- **INPUT**
□ □ □ □
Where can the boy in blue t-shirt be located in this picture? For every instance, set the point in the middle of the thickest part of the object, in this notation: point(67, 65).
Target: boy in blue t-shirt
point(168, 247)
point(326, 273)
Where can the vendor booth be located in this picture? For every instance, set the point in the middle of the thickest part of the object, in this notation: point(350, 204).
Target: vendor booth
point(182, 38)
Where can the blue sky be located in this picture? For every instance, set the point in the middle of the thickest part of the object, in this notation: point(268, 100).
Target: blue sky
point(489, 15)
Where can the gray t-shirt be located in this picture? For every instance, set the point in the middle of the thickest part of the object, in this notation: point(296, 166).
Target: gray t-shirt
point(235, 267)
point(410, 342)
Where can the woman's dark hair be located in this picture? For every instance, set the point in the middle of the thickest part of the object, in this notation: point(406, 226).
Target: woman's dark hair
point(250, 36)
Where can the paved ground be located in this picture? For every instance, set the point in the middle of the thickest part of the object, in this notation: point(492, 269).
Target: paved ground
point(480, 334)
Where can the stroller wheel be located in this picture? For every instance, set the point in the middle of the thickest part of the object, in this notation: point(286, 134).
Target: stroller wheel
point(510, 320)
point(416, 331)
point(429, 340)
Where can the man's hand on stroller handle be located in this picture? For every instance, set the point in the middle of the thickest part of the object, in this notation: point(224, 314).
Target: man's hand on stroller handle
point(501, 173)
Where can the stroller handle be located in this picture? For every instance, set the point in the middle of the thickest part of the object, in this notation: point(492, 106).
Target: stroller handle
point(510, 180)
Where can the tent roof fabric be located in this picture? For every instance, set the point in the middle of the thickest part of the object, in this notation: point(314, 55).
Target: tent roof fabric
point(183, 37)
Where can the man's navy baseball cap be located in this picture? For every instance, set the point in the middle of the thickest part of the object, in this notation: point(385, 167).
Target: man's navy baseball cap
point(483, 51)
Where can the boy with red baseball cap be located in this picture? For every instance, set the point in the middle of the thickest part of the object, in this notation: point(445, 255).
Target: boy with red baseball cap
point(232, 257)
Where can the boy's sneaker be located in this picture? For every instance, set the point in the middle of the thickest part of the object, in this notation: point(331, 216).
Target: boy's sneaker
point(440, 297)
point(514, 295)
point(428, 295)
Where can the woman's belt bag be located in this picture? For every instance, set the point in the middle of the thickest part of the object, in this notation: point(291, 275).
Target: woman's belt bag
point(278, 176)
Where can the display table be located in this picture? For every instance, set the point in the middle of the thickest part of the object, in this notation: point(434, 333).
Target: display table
□ □ □ □
- **WRITTEN TASK**
Reproduce the part that opens with the line containing "Where can the tent" and closes with the line containing "point(183, 37)", both ends included and requests kept, multiplying every point coordinate in the answers by 1.15 and rounding to whole numbers with halves rounded up. Leave the numbers in the requests and their format samples unchanged.

- **OUTPUT OF THE EXERCISE**
Where can the tent roof fabric be located in this picture? For every instance, set the point in the middle of the thickest part of the object, in this notation: point(314, 55).
Target: tent roof fabric
point(210, 43)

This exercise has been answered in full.